──────── RECORD EXTRACTS
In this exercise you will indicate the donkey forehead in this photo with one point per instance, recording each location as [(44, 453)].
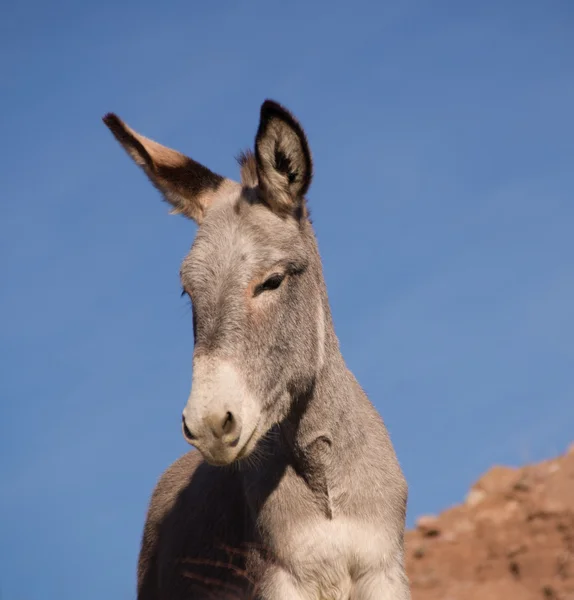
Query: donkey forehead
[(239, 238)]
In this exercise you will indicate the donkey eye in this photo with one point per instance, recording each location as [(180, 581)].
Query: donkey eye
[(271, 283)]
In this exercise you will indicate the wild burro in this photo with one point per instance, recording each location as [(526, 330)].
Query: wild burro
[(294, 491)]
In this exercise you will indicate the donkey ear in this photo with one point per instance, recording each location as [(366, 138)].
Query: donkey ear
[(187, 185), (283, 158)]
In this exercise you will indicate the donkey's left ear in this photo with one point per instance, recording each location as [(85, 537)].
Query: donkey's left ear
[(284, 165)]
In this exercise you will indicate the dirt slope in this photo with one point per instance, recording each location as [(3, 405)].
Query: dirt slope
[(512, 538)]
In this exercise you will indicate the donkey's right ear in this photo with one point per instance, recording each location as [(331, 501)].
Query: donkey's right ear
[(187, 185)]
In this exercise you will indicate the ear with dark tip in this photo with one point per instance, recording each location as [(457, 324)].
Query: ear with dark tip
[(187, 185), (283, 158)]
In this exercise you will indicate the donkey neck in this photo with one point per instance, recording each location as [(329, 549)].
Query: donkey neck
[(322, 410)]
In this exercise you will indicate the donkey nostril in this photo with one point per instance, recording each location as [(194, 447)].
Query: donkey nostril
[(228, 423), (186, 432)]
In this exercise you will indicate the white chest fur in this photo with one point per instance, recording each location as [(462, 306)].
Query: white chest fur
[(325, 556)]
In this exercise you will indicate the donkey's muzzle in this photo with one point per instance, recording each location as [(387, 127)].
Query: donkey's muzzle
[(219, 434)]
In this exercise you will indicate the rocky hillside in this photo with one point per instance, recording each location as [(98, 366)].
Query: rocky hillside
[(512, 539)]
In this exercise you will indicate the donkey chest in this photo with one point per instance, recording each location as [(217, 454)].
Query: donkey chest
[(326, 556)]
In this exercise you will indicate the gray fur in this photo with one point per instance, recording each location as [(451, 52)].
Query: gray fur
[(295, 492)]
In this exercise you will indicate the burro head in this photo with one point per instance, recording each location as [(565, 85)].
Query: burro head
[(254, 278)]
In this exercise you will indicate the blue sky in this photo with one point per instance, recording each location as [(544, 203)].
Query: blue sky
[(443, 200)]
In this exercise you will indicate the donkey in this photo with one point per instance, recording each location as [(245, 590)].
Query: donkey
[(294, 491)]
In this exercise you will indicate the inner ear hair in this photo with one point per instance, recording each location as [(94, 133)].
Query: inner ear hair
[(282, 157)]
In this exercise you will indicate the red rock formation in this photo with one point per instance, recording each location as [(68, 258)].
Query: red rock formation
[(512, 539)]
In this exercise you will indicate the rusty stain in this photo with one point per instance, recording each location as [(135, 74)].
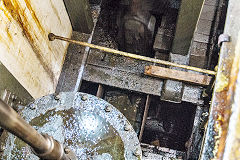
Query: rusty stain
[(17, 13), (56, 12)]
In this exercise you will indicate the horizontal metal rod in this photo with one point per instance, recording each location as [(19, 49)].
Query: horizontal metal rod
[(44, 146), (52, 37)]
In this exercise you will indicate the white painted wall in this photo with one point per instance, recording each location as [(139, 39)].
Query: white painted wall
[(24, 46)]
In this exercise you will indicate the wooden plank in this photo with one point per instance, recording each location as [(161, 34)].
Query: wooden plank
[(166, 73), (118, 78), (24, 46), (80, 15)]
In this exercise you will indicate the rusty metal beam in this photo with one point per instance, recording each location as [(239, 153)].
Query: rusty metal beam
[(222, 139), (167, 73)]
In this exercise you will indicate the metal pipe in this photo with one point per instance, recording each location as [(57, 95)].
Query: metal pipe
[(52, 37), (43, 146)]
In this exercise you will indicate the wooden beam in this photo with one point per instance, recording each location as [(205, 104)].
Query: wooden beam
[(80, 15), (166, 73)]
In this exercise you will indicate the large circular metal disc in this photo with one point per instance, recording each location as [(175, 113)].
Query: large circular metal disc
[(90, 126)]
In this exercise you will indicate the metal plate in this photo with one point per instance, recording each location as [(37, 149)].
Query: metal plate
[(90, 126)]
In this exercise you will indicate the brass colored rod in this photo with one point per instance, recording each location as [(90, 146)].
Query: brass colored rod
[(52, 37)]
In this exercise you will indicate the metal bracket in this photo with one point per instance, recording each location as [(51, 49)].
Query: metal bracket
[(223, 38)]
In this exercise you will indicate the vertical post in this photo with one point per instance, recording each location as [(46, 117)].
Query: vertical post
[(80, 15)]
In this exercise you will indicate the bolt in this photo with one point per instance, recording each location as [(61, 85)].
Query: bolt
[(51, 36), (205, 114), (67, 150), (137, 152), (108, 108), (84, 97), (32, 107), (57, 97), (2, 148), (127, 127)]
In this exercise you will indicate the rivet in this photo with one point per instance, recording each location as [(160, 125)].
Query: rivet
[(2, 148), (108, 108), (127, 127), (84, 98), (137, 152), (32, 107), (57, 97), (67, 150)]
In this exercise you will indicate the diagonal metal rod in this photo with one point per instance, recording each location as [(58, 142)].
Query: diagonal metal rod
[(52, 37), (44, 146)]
────────────────
→ TO DO
Line by line, restate the data above exactly as it stands, minus the pictures.

→ ANSWER SECTION
In this exercise you will indicate the donkey forehead in this photo with one point per instance, recording each location as [(44, 453)].
Query: donkey forehead
[(239, 238)]
In this exercise you will indicate the donkey eye in this photo with one point per instance, recording each location as [(180, 581)].
Query: donkey eye
[(271, 283)]
In this exercise you will indicate the wild burro in this photo with one point per instance, recording each location as [(526, 330)].
Query: wild burro
[(294, 491)]
In this exercise you will indicate the donkey ear in this photo with one point per instance, recording each location as [(366, 138)].
Query: donkey ear
[(187, 185), (283, 158)]
In this exercise you will indicate the donkey's left ear in this photo with one point per instance, recording each location as [(85, 537)].
Query: donkey's left ear
[(284, 165)]
In this exercise you will indicate the dirt slope in this photo with one point per instance, recording each location as [(3, 405)].
Query: dirt slope
[(512, 538)]
In this exercise you will indicate the donkey's right ear in this photo with one point per instance, recording each location as [(331, 501)].
Query: donkey's right ear
[(187, 185)]
In this exercise you will indicate the ear with dark tip in this photo with one point per instance, recording each location as [(457, 324)].
Query: ear with dark tip
[(187, 185), (283, 158)]
In this exercise you will indicate the donkey neck in this photo with one point per instance, recording each location as [(329, 549)].
Query: donkey neck
[(322, 410)]
In this exercise you will indicate the donkey nostril in this photo with one point per instance, recording each location as [(194, 447)].
Query: donkey nostril
[(228, 423), (186, 432)]
In this exercise you will indicate the white chest fur in this photo with one point per instance, recording each location as [(462, 306)].
Query: white chest fur
[(325, 556)]
In this exercise you will indicate the donkey's muzzle in this photo with one point per instance, recording each location as [(387, 127)].
Query: donkey's muzzle
[(219, 434)]
In this exercise you will indicate the rocky hillside in this photo with one point per instance, recording each location as [(98, 366)].
Query: rocky hillside
[(512, 539)]
In this exercise you will indicate the donkey chest in this photo with one point per instance, recording each location as [(217, 454)].
Query: donkey chest
[(326, 556)]
In this exercise you will indicate the gray fur in this photo with one point per instance, recording each location as [(451, 52)].
Query: gray fur
[(295, 492)]
In this exercise you will indicate the burro head in this photo with one point per instance, recording each location as [(565, 85)].
Query: burro head
[(254, 278)]
In this exercise you will indicate the blue sky in this photo with one point per instance, recording each location as [(544, 203)].
Query: blue sky
[(443, 200)]
In this exercise you will indicate the donkey in this photo with one point per instance, recording each location as [(245, 590)].
Query: donkey
[(294, 491)]
In this exercise you will indicate the inner ear hair in this photo with one point per instance, recording each location as [(94, 133)].
Query: inner ear hair
[(282, 157)]
In this exercise you will indicate the red rock formation in this photo with one point per instance, recording each location as [(68, 258)].
Query: red rock formation
[(512, 539)]
In this exercise you will indicate the rusty stain in this photo with one point per instance, recording each location as [(135, 74)].
Query: rusty stain
[(17, 13), (56, 12)]
In this exercise you will indicate the horizontal metal rod in this photo with one point per instance, recording each location as [(19, 49)].
Query: horizontal metal rod
[(44, 146), (52, 37)]
In this exercise you will indicate the white painted wall in this photo with one point per instance, recording each location as [(139, 39)].
Query: white painted wall
[(24, 46)]
In this exercise you will indicate the wooden plank in this photo with one point per instance, recording each location as [(161, 34)].
Query: wooden plank
[(166, 73), (118, 78), (24, 46), (80, 15)]
In this exercise you will indicate the rusty metal beam in this photo with one point per instance, recording each location as [(239, 153)].
Query: rusty metal beam
[(222, 139), (167, 73)]
In this exercise you will indicate the metal pipe in this photo with one point per instance, recording each location as [(57, 95)].
Query: metal pipe
[(52, 37), (43, 146)]
In this exercise you will indicate the wooden beam in this photo with one point per instance, recording each location as [(205, 104)].
Query: wooden beam
[(80, 15), (166, 73)]
In this exercise you will indicate the large circular metal disc in this photo with one point per instance, recording each location as [(175, 113)].
Query: large circular metal disc
[(90, 126)]
In this exercise you will indicate the metal plate in this photo with one point per instance, recording each location as [(37, 149)].
Query: metal plate
[(90, 126)]
In this exercise you will indicate the brass colored rod in this photo with one point per instance, recording each location as [(90, 146)].
Query: brass colored rod
[(52, 37)]
In this exercise you will indicate the metal bracket in this photo with one point per instance, recording each location as [(51, 49)].
Query: metal bracket
[(223, 38)]
In this exercise you will indicate the vertical post in this photo with one point per instance, recording each location as [(46, 117)].
Query: vertical post
[(80, 15)]
In this exercise you will indicate the bolt in this photo with one point per instance, recording each location as [(61, 85)].
Query: bolt
[(51, 36), (205, 114), (67, 150), (137, 152), (108, 108), (84, 97), (32, 107), (57, 97), (2, 148), (127, 127)]
In this exercise you will indicate the rivet in this photo with one point per instance, recording each location as [(160, 125)].
Query: rivet
[(2, 148), (108, 108), (127, 127), (84, 98), (137, 152), (32, 107), (57, 97), (67, 150)]
In this exercise you will indicate the diagonal metal rod in this photo with one point per instance, recording each location as [(58, 142)].
Query: diagonal metal rod
[(52, 37), (44, 146)]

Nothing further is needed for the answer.